§ **How to complete this task**: I would like the lines below, from the one with "like [(6, 87)]" through the one with "# put a marker on the dry", copied exactly and without any pictures.

§ **Data listing**:

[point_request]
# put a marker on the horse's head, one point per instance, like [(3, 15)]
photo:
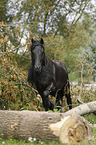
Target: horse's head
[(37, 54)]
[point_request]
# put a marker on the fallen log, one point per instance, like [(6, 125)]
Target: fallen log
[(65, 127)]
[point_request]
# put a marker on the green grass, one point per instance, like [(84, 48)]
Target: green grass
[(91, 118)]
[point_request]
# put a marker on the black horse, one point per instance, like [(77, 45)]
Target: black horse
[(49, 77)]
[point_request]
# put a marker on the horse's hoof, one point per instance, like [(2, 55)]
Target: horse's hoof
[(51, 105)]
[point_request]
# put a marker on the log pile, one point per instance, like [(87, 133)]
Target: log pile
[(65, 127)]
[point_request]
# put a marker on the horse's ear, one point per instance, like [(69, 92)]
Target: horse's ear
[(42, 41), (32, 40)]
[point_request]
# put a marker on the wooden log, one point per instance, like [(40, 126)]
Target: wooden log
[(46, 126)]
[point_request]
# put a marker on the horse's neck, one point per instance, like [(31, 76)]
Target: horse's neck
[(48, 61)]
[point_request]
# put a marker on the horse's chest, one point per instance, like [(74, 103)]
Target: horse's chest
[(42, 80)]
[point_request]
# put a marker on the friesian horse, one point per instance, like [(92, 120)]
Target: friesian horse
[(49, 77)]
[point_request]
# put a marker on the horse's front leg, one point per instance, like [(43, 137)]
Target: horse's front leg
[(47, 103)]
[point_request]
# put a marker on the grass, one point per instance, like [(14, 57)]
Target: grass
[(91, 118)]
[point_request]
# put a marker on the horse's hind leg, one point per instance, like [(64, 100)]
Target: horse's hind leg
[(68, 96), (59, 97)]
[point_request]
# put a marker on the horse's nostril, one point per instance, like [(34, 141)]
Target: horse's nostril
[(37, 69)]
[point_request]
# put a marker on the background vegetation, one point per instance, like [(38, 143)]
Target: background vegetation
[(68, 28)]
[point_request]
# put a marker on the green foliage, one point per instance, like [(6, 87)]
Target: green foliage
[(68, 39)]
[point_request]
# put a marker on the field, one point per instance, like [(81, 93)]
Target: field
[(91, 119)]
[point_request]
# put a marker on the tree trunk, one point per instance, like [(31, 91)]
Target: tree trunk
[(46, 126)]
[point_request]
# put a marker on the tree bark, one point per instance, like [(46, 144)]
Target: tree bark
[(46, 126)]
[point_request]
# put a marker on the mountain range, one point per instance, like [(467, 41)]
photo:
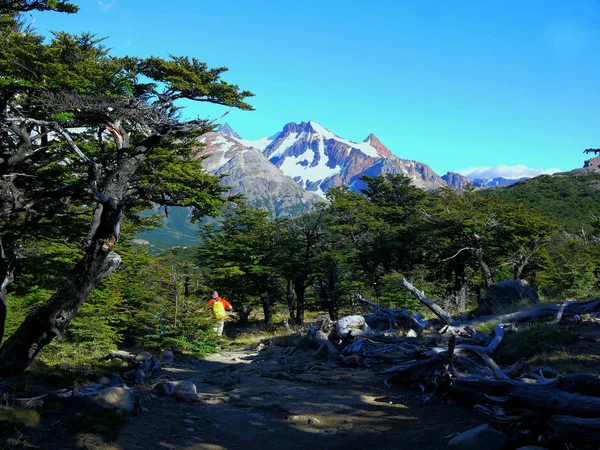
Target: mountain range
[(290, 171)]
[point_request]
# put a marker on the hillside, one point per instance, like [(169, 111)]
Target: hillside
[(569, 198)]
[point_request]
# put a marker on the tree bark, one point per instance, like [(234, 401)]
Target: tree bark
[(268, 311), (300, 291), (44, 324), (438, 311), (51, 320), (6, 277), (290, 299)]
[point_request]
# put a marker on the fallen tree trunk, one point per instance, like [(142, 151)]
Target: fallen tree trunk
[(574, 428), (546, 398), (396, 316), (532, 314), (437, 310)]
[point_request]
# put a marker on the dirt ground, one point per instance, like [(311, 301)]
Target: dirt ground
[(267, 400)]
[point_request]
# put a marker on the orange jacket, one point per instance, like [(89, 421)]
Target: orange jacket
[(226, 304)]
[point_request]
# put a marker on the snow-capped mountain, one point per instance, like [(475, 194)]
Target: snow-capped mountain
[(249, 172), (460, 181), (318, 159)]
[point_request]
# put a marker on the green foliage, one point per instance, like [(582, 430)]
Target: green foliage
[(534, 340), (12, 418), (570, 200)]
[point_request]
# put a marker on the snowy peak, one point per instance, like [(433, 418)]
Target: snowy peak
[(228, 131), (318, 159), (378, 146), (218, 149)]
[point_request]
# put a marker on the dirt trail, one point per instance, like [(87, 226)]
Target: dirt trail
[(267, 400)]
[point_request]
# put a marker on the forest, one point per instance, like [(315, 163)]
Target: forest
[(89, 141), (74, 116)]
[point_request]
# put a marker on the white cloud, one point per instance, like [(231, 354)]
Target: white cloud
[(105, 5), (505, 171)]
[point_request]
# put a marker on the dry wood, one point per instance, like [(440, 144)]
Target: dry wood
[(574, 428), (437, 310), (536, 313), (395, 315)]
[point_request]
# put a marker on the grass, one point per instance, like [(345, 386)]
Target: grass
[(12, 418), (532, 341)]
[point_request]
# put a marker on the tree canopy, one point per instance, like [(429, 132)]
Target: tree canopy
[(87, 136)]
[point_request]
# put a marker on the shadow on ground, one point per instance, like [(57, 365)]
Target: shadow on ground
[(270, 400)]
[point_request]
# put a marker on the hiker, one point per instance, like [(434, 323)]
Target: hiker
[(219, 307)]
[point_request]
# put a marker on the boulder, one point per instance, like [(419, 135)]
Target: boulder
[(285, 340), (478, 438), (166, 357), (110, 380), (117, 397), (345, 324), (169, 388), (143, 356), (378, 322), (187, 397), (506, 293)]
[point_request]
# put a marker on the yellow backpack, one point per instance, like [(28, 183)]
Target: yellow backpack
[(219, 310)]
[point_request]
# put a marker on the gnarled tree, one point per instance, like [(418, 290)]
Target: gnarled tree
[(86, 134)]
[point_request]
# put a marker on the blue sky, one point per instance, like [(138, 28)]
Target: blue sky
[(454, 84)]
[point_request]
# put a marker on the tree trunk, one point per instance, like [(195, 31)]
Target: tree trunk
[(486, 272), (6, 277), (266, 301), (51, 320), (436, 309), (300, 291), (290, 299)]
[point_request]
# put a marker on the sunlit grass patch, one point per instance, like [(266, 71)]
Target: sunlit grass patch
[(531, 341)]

...

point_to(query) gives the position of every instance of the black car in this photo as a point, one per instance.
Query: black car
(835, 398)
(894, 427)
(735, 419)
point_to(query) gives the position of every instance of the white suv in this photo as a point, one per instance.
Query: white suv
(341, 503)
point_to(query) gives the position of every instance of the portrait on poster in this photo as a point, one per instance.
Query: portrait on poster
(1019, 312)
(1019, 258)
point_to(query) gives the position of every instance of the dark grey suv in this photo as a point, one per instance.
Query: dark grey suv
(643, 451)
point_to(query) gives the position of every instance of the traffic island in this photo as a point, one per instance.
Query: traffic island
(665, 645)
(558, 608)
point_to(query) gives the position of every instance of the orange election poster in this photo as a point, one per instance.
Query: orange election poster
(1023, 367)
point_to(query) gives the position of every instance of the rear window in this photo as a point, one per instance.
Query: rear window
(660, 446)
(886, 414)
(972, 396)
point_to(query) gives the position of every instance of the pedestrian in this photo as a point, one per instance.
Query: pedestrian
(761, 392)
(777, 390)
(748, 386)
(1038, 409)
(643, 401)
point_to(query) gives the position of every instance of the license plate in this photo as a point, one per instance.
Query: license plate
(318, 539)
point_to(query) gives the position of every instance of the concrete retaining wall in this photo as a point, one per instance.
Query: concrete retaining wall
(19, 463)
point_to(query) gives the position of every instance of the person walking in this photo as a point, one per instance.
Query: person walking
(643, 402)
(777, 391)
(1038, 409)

§ **Expected answer**:
# put a marker on the green foliage, one point per instance, like [(6, 87)]
Target: green foliage
[(68, 39)]
[point_request]
# put a marker on the field, one point per instance, like [(81, 93)]
Target: field
[(91, 119)]
[point_request]
# put a marker on the tree trunk, one point per instance, like [(31, 91)]
Target: tree trunk
[(46, 126)]
[point_request]
# put a marker on the tree bark, one point per instance, like [(46, 144)]
Target: tree bark
[(46, 126)]
[point_request]
# put a marker on the mountain range, one point per instance, like [(467, 41)]
photo:
Target: mountain range
[(290, 171)]
[point_request]
# put a marker on the hillside, one point per instance, like [(169, 111)]
Target: hillside
[(569, 198)]
[point_request]
# put a marker on the tree bark, one point per instance, like [(234, 401)]
Target: tree bark
[(268, 311), (300, 291), (44, 324), (438, 311), (51, 320), (6, 277), (290, 299)]
[point_request]
# put a marker on the fallen tree trunk, one point per instance, like [(142, 151)]
Target: fallen tree trunk
[(574, 428), (546, 398), (396, 316), (532, 314), (437, 310)]
[point_request]
# put a marker on the dirt ground, one point per instance, like [(311, 301)]
Target: dirt ground
[(267, 400)]
[point_request]
# put a marker on the orange jacket, one point per instance, like [(89, 421)]
Target: orange jacket
[(226, 304)]
[point_request]
# put a marker on the snow-capped mountain, one point per instance, like [(475, 194)]
Target: snow-capped mountain
[(249, 172), (460, 181), (318, 159)]
[point_request]
# put a marker on the green foliage, one point per instance, like [(582, 430)]
Target: green foliage
[(534, 340), (12, 418), (570, 200)]
[point_request]
# put a marker on the snowy peak, one point per instance, like [(433, 418)]
Target: snowy peak
[(228, 131), (318, 159), (378, 146), (218, 149)]
[point_request]
# put a marker on the dirt trail, one point per instance, like [(87, 226)]
Target: dirt trail
[(267, 400)]
[point_request]
# put a marker on the forest, one point per instance, like [(315, 163)]
Target: forest
[(89, 141), (74, 116)]
[point_request]
# put a marker on the white cloud, one point per instance, like [(231, 354)]
Target: white cloud
[(105, 5), (505, 171)]
[point_request]
# put a marker on the dry wood, one point per instance, like [(440, 144)]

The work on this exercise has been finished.